Input for this task Start Marker
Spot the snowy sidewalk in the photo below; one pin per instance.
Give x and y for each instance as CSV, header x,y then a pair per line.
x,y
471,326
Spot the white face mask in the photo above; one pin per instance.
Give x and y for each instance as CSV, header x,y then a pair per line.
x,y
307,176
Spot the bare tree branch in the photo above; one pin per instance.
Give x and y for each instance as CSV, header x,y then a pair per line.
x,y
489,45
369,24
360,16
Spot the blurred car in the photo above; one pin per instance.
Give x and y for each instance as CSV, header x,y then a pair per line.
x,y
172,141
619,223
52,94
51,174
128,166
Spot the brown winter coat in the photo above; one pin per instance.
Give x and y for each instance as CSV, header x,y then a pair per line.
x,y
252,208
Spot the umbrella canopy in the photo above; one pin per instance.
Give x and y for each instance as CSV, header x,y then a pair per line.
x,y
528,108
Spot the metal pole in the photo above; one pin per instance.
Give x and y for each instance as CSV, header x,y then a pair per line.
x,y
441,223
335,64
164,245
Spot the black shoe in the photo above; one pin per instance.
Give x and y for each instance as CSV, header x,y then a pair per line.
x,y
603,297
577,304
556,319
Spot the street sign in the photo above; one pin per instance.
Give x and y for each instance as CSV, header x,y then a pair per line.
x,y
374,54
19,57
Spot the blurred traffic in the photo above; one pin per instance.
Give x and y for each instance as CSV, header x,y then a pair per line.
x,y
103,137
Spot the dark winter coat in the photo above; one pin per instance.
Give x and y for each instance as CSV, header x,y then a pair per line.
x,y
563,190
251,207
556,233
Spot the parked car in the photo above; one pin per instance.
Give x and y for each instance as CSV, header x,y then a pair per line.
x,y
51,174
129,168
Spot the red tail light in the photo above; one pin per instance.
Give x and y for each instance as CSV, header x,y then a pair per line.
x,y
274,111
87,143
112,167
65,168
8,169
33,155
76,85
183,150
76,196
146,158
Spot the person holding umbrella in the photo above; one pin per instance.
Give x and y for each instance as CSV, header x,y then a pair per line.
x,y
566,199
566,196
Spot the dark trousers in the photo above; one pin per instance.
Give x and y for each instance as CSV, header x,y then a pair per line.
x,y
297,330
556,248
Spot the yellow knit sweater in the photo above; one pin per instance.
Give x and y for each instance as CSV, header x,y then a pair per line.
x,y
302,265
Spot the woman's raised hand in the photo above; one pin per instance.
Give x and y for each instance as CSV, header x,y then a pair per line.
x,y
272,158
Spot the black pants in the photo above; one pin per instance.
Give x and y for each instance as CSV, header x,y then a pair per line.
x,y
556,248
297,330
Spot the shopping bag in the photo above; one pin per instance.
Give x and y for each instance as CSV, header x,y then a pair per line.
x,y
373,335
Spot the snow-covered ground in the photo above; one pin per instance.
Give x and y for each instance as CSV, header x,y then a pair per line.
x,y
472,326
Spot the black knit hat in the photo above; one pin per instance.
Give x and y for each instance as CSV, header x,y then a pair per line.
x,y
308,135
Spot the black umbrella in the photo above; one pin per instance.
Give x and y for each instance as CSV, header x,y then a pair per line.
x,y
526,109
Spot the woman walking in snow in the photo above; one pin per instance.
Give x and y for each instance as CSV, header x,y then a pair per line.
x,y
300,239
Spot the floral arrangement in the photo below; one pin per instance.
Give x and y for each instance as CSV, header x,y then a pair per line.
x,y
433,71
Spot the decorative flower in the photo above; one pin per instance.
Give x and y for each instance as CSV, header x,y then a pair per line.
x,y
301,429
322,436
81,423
Input for this task End Marker
Each line in the listing that contains "black" should be returned.

* **Expected answer**
Spot the black shoe in the photo above; one pin per instance.
Spot the black pants in the photo above; one pin per instance.
Spot the black knit hat in the photo above; one pin per instance.
Spot the black umbrella in the photo above; one pin per instance.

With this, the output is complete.